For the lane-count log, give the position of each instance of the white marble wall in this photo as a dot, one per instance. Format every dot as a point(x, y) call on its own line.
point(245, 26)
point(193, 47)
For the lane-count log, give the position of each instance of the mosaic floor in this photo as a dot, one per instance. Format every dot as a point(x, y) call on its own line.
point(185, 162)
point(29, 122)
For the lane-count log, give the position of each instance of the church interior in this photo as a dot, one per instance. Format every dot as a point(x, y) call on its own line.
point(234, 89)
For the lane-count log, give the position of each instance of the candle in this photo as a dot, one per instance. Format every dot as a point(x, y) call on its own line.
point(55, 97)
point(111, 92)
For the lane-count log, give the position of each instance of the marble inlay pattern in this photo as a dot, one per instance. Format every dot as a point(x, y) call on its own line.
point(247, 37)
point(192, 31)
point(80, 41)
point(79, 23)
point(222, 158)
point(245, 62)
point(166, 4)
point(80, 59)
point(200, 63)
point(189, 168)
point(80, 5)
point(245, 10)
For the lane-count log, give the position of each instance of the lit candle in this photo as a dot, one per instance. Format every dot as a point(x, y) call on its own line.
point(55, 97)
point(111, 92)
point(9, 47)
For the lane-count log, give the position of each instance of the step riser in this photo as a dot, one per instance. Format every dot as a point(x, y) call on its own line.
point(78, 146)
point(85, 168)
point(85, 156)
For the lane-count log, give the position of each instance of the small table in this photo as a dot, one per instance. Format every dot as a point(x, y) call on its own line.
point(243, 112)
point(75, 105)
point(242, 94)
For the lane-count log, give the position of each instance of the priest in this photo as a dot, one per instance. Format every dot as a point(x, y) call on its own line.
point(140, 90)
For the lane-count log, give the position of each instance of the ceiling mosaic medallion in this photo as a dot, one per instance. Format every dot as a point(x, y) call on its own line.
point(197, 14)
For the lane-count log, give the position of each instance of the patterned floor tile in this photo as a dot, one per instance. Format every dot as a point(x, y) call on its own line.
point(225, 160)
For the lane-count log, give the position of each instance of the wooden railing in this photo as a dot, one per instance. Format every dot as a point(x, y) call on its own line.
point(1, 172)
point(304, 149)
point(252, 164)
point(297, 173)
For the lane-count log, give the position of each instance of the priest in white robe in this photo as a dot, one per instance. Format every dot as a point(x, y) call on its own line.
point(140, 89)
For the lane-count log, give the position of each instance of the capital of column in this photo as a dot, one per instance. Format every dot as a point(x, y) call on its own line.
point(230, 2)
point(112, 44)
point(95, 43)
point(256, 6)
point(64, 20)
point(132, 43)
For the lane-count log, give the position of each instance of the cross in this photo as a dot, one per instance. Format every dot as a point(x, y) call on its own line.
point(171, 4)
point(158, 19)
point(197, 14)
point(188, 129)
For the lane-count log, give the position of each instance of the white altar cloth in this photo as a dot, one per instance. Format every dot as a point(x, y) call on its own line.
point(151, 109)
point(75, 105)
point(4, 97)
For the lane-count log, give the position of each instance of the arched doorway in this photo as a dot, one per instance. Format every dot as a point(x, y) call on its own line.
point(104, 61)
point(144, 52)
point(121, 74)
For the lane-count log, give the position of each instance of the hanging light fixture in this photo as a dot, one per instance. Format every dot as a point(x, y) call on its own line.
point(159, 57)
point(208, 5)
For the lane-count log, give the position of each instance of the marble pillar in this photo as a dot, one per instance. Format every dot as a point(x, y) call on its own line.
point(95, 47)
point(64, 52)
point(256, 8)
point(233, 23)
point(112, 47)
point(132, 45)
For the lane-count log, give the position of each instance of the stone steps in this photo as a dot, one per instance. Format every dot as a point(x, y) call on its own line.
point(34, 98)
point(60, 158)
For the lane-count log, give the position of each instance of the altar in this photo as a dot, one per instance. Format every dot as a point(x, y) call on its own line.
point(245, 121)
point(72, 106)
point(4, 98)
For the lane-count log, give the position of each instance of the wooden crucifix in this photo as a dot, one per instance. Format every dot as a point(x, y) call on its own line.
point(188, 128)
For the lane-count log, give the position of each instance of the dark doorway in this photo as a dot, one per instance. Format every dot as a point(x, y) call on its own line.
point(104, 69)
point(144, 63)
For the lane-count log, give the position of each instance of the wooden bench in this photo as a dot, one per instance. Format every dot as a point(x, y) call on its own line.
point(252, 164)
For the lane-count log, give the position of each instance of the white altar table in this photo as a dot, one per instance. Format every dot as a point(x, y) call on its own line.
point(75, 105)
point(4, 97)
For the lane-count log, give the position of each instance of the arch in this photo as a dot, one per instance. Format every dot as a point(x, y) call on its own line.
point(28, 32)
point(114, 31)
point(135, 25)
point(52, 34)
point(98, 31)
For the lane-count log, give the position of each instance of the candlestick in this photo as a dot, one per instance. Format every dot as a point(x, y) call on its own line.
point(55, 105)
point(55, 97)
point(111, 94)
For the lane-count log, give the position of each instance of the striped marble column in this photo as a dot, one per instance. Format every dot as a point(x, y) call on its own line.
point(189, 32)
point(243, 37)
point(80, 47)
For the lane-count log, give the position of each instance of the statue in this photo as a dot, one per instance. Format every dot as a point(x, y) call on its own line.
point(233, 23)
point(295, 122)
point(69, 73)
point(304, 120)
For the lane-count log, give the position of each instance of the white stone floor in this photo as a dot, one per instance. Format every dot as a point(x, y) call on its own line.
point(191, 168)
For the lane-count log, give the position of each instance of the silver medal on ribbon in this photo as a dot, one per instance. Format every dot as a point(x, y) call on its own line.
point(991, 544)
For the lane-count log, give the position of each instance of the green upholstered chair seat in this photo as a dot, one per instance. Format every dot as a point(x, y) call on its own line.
────────────────
Give the entries once more, exactly as they appear.

RESULT FOR THIS EXERCISE -
For the lane-count log, give the position of each instance of the white marble wall in this photo as a dot, one per instance. Format every dot as a point(x, y) call on its own line.
point(245, 26)
point(193, 47)
For the lane-count log, give the position of each instance of the mosaic floor in this photo as a dot, one per instance. Format every dot as a point(x, y) call on its own line.
point(185, 162)
point(29, 122)
For the lane-count log, give the position of each instance of the church interior in this photo as a dot, one per instance. Format every dot as a point(x, y) call on its own line.
point(234, 89)
For the lane-count log, give the position of each instance of the candle in this photo as a dot, one per instance. Format every dot as a point(x, y) call on its own line.
point(55, 97)
point(111, 92)
For the lane-count log, give the position of each instance of the marble inlay pattern in this photo as a dot, one per instance. Format every dot as a point(x, y) call on its own line.
point(247, 37)
point(192, 31)
point(80, 41)
point(79, 23)
point(222, 158)
point(245, 62)
point(166, 4)
point(80, 59)
point(200, 63)
point(189, 168)
point(80, 5)
point(245, 10)
For the lane-count log, give the position of each instance of the lit candle in this photo as a dot, one per instance. Format every dot as a point(x, y) call on its own line.
point(55, 97)
point(111, 92)
point(9, 47)
For the lane-count log, give the position of each instance of the step riser in this photo as a dot, one per instance. Format every dot as a point(x, y) call on its own line.
point(78, 146)
point(85, 168)
point(85, 156)
For the lane-count log, give the position of each instance of the small table in this photo as a dot, one per instance. Format every dot as a point(x, y) call on its own line.
point(243, 112)
point(75, 105)
point(242, 94)
For the lane-count log, give the position of each instance of the priest in this photo as a dot, one per instance. Format every dot as a point(x, y) call on its own line.
point(140, 90)
For the lane-count log, give the position of each instance of the ceiling mosaic medallion in this photo as a dot, one per instance. Format every dot as a point(x, y) call on its own line.
point(197, 14)
For the lane-count log, give the position of each instance of the patterned floor tile in this photo as a dot, one per instance. Format every dot as a point(x, y) call on its own line.
point(225, 160)
For the lane-count log, give the position of each instance of the wooden railing in this photo as a dot, one per instance. Format every dot as a point(x, y) call on its own line.
point(1, 172)
point(304, 149)
point(252, 164)
point(297, 173)
For the lane-count log, give the position of each instance of the priest in white robe in this photo as a dot, one per instance. Format every dot as a point(x, y) call on its own line.
point(140, 89)
For the lane-count log, give the position of each instance of the capital of column in this photo as a dot, one per instance. Format every dot as a point(x, y) call on its own line.
point(230, 2)
point(112, 44)
point(95, 43)
point(256, 6)
point(64, 20)
point(132, 43)
For the lane-count log, give the position of each instance of the cross in this photo as a dot, one per instance. Format every dot as a point(x, y) call on its own line.
point(171, 4)
point(158, 19)
point(197, 14)
point(188, 129)
For the lane-count log, give the position of each instance of the white altar cloth in this photo as a dot, one per instance. Format every dot as a point(x, y) call on its own line.
point(151, 109)
point(75, 105)
point(4, 97)
For the lane-count log, give the position of each instance of the arched doorway in this photo as a dot, one per instance. Format every dot as a point(x, y) call on its own line.
point(104, 61)
point(144, 52)
point(121, 74)
For the lane-count log, give the position of each instance of the hanging light fixture in this photo as a dot, one per instance. Format every dot as a point(x, y) call on its own line.
point(159, 57)
point(208, 5)
For the lane-count log, give the position of each instance of the marble pillar in this photo as a dot, one per instance. Format every dot as a point(x, y) call on its own line.
point(95, 47)
point(64, 52)
point(256, 8)
point(233, 23)
point(112, 47)
point(132, 45)
For the lane-count log, give the position of each instance of the stone steps in this photo as a dot, one per instance. Format every dot as a point(x, y) call on its own line.
point(34, 98)
point(60, 158)
For the lane-count log, give the position of each instance of the altar in this photo as a dot, one per instance. Format every dot as a point(x, y) call on its own line.
point(245, 121)
point(72, 106)
point(4, 98)
For the lane-count log, give the position of each instance of the wooden crucifix in this photo as a dot, one per instance. Format every dot as a point(x, y) call on its own line.
point(188, 128)
For the lane-count log, give the position of each instance of the dark doorway in this photo as a dot, one per instance. Format every dot as a point(x, y) call on its own line.
point(104, 69)
point(144, 63)
For the lane-count log, give the position of each instance of the wooden bench in this photo as a dot, one per instance. Format every dot as a point(x, y) call on its own line.
point(252, 164)
For the lane-count log, give the position of each instance of the white altar table in this photo as a dot, one per instance. Format every dot as a point(x, y) call on its own line.
point(75, 105)
point(4, 97)
For the lane-count log, give the position of each instance of the arch in this photo as a dot, one per instance. Format every dot as a point(x, y) call on its own line.
point(28, 32)
point(114, 31)
point(135, 25)
point(52, 34)
point(98, 31)
For the lane-count log, give the position of each instance of the candlestick in this photo as a dot, one per instance. Format every dot as a point(x, y) call on its own line.
point(55, 105)
point(55, 97)
point(111, 94)
For the lane-count log, give the position of each instance of the striped marble column in this photo as a dot, one per instance. Format every dot as a point(x, y) call on its own line.
point(189, 32)
point(243, 37)
point(80, 47)
For the lane-count log, give the position of each instance of the statue in this photo as a dot, one per instance. Format every dot as a point(x, y) call on its own line.
point(233, 23)
point(295, 122)
point(69, 73)
point(304, 120)
For the lane-count log, give the position of each instance of the white stone floor in this photo as a dot, one per instance. Format every dot as a point(x, y) call on its own line.
point(191, 168)
For the lane-count log, give the position of each instance of the silver medal on ribbon in this photo as a dot, one per instance. Format every dot as a point(x, y) call on its own line.
point(991, 544)
For the lane-count log, give the position of each instance of the green upholstered chair seat in this photo as a dot, one per instance. Format every dot as a point(x, y) call on its own line.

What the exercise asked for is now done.